Provided material:
________________________________________
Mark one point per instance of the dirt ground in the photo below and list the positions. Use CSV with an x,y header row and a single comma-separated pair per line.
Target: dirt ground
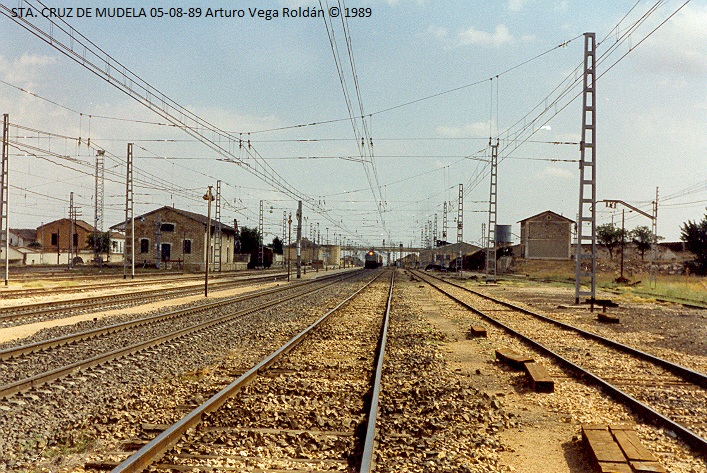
x,y
549,439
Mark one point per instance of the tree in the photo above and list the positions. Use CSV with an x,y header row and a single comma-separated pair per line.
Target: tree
x,y
103,242
695,237
609,236
250,238
643,238
276,246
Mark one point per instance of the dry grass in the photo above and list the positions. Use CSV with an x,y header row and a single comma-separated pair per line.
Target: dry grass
x,y
679,287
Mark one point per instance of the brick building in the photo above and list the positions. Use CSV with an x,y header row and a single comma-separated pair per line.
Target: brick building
x,y
546,235
177,237
54,236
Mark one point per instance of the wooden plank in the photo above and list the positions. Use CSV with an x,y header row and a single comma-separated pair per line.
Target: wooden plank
x,y
512,358
611,319
539,377
477,331
648,467
603,446
632,446
614,467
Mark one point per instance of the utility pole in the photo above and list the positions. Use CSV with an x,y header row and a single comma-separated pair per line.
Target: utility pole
x,y
289,244
653,278
217,229
129,249
98,210
4,194
209,197
493,208
261,255
299,239
623,243
586,223
158,242
444,224
460,229
71,231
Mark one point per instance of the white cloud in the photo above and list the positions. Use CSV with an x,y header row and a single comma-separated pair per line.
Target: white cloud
x,y
516,5
554,172
24,70
438,31
470,130
679,46
500,36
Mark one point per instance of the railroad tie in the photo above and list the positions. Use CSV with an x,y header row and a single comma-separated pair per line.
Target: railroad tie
x,y
617,449
604,317
540,379
512,359
476,331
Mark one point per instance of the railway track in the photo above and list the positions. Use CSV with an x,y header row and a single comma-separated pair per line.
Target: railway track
x,y
120,283
669,395
29,313
30,366
308,406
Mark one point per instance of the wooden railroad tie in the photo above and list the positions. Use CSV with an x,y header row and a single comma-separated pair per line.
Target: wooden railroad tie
x,y
604,317
477,331
540,379
617,449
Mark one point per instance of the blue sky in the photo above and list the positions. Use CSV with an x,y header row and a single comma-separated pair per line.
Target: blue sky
x,y
247,75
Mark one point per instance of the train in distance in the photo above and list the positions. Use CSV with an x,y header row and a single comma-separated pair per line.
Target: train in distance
x,y
373,260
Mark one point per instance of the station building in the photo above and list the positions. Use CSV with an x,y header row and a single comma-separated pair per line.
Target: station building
x,y
173,237
546,235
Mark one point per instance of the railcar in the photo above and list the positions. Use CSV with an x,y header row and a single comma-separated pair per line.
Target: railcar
x,y
373,260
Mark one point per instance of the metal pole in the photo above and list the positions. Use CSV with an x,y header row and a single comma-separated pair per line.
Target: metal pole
x,y
623,239
299,239
5,193
209,196
289,243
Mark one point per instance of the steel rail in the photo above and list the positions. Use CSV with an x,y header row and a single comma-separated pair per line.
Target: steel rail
x,y
121,283
45,308
686,373
43,378
690,437
15,352
168,438
367,462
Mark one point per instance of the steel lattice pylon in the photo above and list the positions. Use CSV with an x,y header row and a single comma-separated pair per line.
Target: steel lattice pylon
x,y
129,248
586,223
217,229
98,208
4,193
460,229
261,255
493,207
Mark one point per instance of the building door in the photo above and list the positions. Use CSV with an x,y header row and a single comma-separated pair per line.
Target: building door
x,y
166,251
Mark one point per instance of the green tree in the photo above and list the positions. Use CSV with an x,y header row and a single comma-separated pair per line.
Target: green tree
x,y
643,238
610,237
694,235
276,246
250,237
103,242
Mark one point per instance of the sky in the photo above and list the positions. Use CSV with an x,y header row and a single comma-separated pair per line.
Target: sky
x,y
281,107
________________________________________
Work order:
The records must come back exactly, with their pictures removed.

Task output:
Mark one point per instance of the dirt ground in the photo below and list the positions. Use CSV with an x,y header row and a single comma-separated pair per line.
Target: dirt ground
x,y
549,439
Mark one point per instance of the tree in the photo above and list the positions. Use CSV with an x,y header row and a single comma-separated pair per line.
Target: tree
x,y
103,242
695,237
609,236
250,238
643,238
276,246
Mark one point per instance of the dry grass in the photo above and list the positions. Use CSV with an x,y header row and a single comma-separated pair per line.
Target: dry grass
x,y
679,287
Mark one point per instance of the brick building in the photo above and list the positions. Use CSV with an x,y header row and a single comma-separated pair per line.
Target: brick building
x,y
546,235
177,237
54,236
Mark one point per instance of the wooden plank in the photo above and list the positions. Use CSV with an x,y header row and a single comma-separated pair per line.
Target: wooden plank
x,y
512,358
611,319
539,377
477,331
648,467
603,446
632,446
614,467
Mark one point per instance of the utility pole in the photo above and list the positions. Use CSV with an x,y header row and a single comma-separated pair per line.
Target: utility pole
x,y
289,244
653,278
217,229
129,249
98,210
4,194
209,197
493,208
261,255
299,239
623,243
586,223
158,242
444,224
460,229
71,231
Mark one point per instance of the white cloud in the photo above and list the positions. Use CSV with an x,y header row and a single comma-separated pair per line.
Target: white cloud
x,y
516,5
554,172
24,70
438,31
470,130
679,46
500,36
Mark one point per instance of the railroad tie in the photo above and list the positions. Use CSV with an x,y header row and a single comma-separated pair per line.
Target: railroad tie
x,y
617,449
604,317
540,379
512,359
476,331
Mark one point per instance of the railway track in the photo above and list the positions. Use CSV with an x,y header row and a single comma-separated pair per line.
Target: railway track
x,y
120,283
669,395
29,313
30,366
308,406
Mark one point per instance of the wooden railroad tie in the photo above and list the positions. Use CSV with an x,y header row and a single comma-separated pair per line.
Target: wooden railroad tie
x,y
604,317
477,331
540,379
617,449
Mark one point per instance of the blue sky in the photo above and list the positions. Use CSV with an x,y header row and a single comma-separated pair per line.
Target: blue sky
x,y
247,75
Mark one point per instance of the train in distance in the photo above and list the positions. Use CSV with an x,y header row and a single comma-separated pair per line.
Target: train in distance
x,y
373,260
Mark one point per instance of the station building in the photo above and list the positions. Use CSV with an x,y header row and a single comma-separated pair per line.
Target: station building
x,y
173,237
546,235
Mark one point per instance of the railcar in the photo above and list the positions. Use CSV with an x,y header row and a single comma-separated pair per line.
Target: railcar
x,y
373,260
Mark one point per instance of the metal pole in the photo above and list the positions. Use CSV with an x,y header row and a single comma-separated pair per line.
Target: metal pole
x,y
623,239
299,239
5,193
209,196
289,243
Mark one point per instance of the steel rail in the photo above and list the positions. Use CSV with an x,y header row and a single comma-separated pair per line.
Target: steel rail
x,y
121,283
45,308
686,373
43,378
690,437
15,352
168,438
367,462
Mark one point per instance of the steel lattice pylon in the photo above and list the positions. Use CSV with an x,y header row and a single comma-separated pair per line.
Target: steel lattice pylon
x,y
129,248
586,223
217,229
98,208
4,193
460,229
261,255
493,207
Mark one point per instance of the building door in the photo above and list the positions. Use CSV with an x,y header row and a single comma-separated pair per line.
Target: building door
x,y
166,251
Mark one point per instance of the green tree in the photo above and list the positions. Use CSV with an x,y header row and a single comma-separated pair per line.
Target: green tree
x,y
643,238
610,237
694,235
276,246
250,237
103,242
Mark one point per instance of the sky in the photo above and list the positions. Use CSV with an x,y header row and a single comma-separated pair per line.
Target: sky
x,y
281,107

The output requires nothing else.